PROBLEMS TO WORK ON >>
a: According to the patent text on measuring temperature at medical electrodes, what is the maximum temperature rise that AAMI HF-18 allows for the neutral electrode on the patient's skin?
b: Carry on the patent text on measuring temperature at medical electrodes, starting right after its last sentence.

TEXT SHOWN >>
CN121057555A - Measuring device for measuring temperature on medical electrodes - Google Patents

Abstract

The invention relates to a measuring device (1) for measuring temperature and/or temperature changes on a medical electrode (2), preferably a neutral electrode, which is separate from the measuring device, wherein the measuring device (1) comprises a carrier (3) and at least two temperature sensors (4) arranged on the carrier (3), wherein the at least two temperature sensors (4) are spatially separated from each other and are provided with an adhesive layer (5), by means of which the measuring device (1) can be arranged on the medical electrode (2), preferably on the upper side (2 a) of the medical electrode (2) facing away from the skin.

Description

Measuring device for measuring temperature on medical electrodes

Technical Field

This invention relates to a measuring device for measuring temperature and/or temperature changes on a medical electrode, preferably a neutral electrode, separate from the measuring device, the measuring device comprising a carrier and at least two temperature sensors disposed on the carrier, a component consisting of a medical electrode and such a measuring device, a device for monitoring temperature on a neutral electrode by means of such a measuring device, and an application of such a measuring device for measuring temperature on a medical electrode separate from the measuring device.

Background Technology

Electrosurgery is a widely used procedure applied routinely in many applications. In German-speaking regions, it accounts for approximately 80% of all surgical procedures. In electrosurgery, a high-frequency current is used for cutting and coagulation by flowing through the body's tissues. A neutral electrode is positioned to allow the current to be withdrawn from the patient's body.

According to AAMI HF-18 standards, during tissue ablation or electrosurgery, the temperature rise of the neutral electrode on the patient's skin should not exceed 6°C. High-frequency current return often concentrates around the edges of the neutral electrode (edge effect), leading to excessive heating at higher current densities. Improper use or neutral electrode detachment can result in second- or third-degree burns. Therefore, the neutral electrode must be monitored to prevent patient injury.

RAW DATA >>
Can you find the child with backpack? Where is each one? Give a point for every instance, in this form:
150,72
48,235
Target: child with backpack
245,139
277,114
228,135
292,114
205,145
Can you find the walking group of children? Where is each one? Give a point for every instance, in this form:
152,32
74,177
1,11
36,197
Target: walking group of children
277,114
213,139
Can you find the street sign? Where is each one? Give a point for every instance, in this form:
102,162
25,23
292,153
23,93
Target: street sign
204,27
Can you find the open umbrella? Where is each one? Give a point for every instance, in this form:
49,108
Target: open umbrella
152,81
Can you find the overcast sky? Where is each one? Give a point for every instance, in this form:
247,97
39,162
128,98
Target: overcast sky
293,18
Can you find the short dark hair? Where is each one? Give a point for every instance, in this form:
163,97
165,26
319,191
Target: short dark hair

RESPONSES >>
a: It should not exceed 6°C.

b:
In existing technology, so-called split electrodes are often used for this purpose. In such electrodes, the conductive area is divided into at least two sections. If the electrode is not installed correctly or falls off during the procedure, this can be determined by measuring the electrode's impedance and triggering an alarm. A disadvantage of this approach is that the temperature itself cannot be determined.

The solution to this problem is known from existing technology. For example, US2013/0158543 discloses a corresponding electrode with temperature monitoring for electrosurgery. Different embodiments for achieving temperature monitoring are mentioned herein, such as through a matrix composed of two different conductors utilizing the Seebeck effect or through a layer of ferromagnetic material. These elements are always integrated into the electrode herein.

However, the production of such electrodes is therefore time-consuming and costly, and even minor differences can have a significant impact on mass-produced products such as neutral electrodes.

Furthermore, this electrode is incompatible with conventional high-frequency generators used in high-frequency surgery. Therefore, the high-frequency generator must be replaced.

Summary of the Invention

The object of the present invention is to at least partially eliminate the aforementioned disadvantages and to provide an improved measuring device relative to the prior art, a component consisting of a medical electrode and such a measuring device, an apparatus for monitoring temperature and/or temperature changes on a neutral electrode by means of such a measuring device, and an application of such a measuring device for measuring temperature and/or temperature changes on a medical electrode separate from the measuring device.

This task is solved by the features of independent claims 1 and 10, 14 and 20.

Therefore, according to the present invention, the at least two temperature sensors are spatially spaced apart from each other and are provided with an adhesive layer, through which the measuring device can be disposed on the medical electrode, preferably on the upper side of the medical electrode away from the skin.

This allows the measuring device to be attached to a conventional neutral electrode and the temperature on the neutral electrode to be monitored.

It has been unexpectedly shown that measurements on the base materials of medical electrodes (fabric, tape, foam) are sufficiently accurate and that temperature changes between human skin and the gel/conductive layer of the neutral electrode can be reliably detected. Possible correction factors can be set via the temperature sensor itself and/or via the evaluation unit.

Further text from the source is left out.